* _Work instruction A_
In the cabinet door thread, what did the original poster buy that made no difference to the problem?
* _Work instruction B_
Transcribe the cabinet door thread from "Just painted some" up to and including "have any issues.".
* _Work instruction C_
Decide whether each statement agrees with the cabinet door thread, answering yes or no and quoting the words that settle it. (i) The right door of the cabinet has no problem. (ii) On the left door, the top touches the frame while the bottom does not. (iii) In the last post, nealtw suggests putting a spacer behind the main body of the hinge.
Provided passage START
# Cabinet door at an angle. How can I fix this?



## BobStrauss (Jun 7, 2016)

Just painted some old builder grade cabinets as part of a minor kitchen reno. Put back on the original hinges and noticed the left door of this cabinet tucks in at the bottom, leaning out along the top. Notice how the bottom of the door touches the frame, but the top does not. The right door doesn't have any issues. 

They weren't perfect before we removed the hinges to paint, but now I'm hoping to make them look as good as I can. I even bought a new, more adjustable hinge (as seen in the photo), but it didn't make any difference. 

Any suggestions? Could I use a shim to fix this, and if so, where should I put it (yes, I am an idiot).


----------



## nealtw (Jun 7, 2016)

The screw in the middle of the *last *picture is the in, out adjustment. Loosen the bottom one move the door out just a little.
The screw in to the cupboard box is the up down adjustment.


----------



## BobStrauss (Jun 7, 2016)

That screw doesn't loosen the door, it just rolls up and down to adjust the way it points at the other door. It has no effect on loosening the hinge or how far the door sits out from the frame.


----------



## nealtw (Jun 7, 2016)

BobStrauss said:


> That screw doesn't loosen the door, it just rolls up and down to adjust the way it points at the other door. It has no effect on loosening the hinge or how far the door sits out from the frame.



That's no fun, loosen the main body and slip a spacer behind it to move the door out


----------
Provided passage END
Data extract START
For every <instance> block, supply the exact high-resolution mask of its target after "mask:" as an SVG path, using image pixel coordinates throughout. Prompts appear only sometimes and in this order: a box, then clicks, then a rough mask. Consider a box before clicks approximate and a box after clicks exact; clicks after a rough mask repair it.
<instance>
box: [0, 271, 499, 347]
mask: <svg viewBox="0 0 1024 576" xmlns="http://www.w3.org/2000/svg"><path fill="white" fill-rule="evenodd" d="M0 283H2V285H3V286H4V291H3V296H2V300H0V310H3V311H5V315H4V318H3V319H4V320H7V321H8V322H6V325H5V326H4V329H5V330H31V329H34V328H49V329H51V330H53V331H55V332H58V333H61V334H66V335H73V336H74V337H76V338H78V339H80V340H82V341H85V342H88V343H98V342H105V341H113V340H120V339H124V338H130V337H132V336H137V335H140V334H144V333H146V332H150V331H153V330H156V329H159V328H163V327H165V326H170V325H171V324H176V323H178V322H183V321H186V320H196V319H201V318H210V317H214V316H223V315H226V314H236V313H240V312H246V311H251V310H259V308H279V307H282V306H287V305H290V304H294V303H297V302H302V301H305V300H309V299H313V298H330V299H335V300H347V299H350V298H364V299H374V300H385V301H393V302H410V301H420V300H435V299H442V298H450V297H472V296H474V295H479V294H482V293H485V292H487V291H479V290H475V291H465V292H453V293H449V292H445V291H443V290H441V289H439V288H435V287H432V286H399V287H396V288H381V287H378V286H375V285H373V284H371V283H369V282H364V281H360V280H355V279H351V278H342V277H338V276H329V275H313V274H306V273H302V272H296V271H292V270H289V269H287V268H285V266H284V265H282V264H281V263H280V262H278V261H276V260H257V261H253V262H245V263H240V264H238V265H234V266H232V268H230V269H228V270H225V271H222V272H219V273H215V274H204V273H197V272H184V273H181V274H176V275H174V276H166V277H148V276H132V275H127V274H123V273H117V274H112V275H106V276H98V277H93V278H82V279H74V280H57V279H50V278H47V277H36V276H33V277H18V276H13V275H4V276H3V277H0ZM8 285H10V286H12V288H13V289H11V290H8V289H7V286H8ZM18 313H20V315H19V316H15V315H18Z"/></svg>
Data extract END
* _Exercise result A_
A new, more adjustable hinge.

* _Exercise result B_
Just painted some old builder grade cabinets as part of a minor kitchen reno. Put back on the original hinges and noticed the left door of this cabinet tucks in at the bottom, leaning out along the top. Notice how the bottom of the door touches the frame, but the top does not. The right door doesn't have any issues.

* _Exercise result C_
(i) Yes: "The right door doesn't have any issues."
(ii) No: "Notice how the bottom of the door touches the frame, but the top does not."
(iii) Yes: "loosen the main body and slip a spacer behind it to move the door out"